**Goal**
Extract every line of the items below that contains the string "straight", matching case exactly.
++++++++
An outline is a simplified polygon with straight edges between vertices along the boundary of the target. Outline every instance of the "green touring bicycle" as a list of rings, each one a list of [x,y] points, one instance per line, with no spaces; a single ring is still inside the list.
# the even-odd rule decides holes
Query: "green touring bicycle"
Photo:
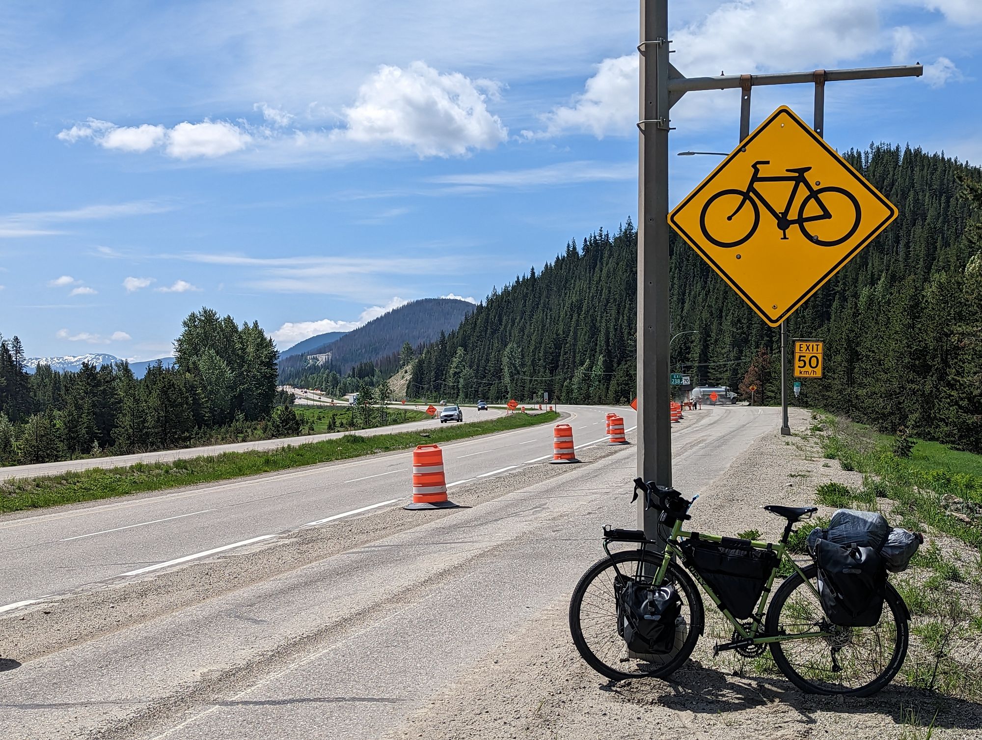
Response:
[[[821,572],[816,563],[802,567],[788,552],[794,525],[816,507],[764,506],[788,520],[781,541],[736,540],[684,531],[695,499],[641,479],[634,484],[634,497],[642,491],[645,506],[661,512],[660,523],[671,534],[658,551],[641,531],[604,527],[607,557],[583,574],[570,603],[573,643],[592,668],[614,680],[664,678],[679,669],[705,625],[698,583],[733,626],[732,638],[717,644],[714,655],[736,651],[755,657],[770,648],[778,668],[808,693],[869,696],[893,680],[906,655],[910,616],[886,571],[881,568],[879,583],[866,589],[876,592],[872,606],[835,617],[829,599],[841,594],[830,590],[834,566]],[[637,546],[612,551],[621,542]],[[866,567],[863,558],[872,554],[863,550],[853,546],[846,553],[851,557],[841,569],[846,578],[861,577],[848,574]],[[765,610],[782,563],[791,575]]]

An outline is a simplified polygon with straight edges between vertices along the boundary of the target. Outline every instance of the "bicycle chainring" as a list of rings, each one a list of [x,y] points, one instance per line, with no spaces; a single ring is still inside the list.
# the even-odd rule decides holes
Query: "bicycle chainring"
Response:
++++++++
**Response for this exercise**
An outline is a simplified polygon with straight edges between vertices along the boundary of the target. Outline every instance of the "green touring bicycle" as a list of rings, each one a list of [x,y] points, one instance per line, with no spaces; a single ring is still inside the list.
An outline is a simplified polygon with straight edges between vertices along the boundary of the target. Outline every instance of the "bicycle chainring" as a list of rings, each one a list of [x,y] points, one instance per line, with no spaces; a single ring is still inside the list.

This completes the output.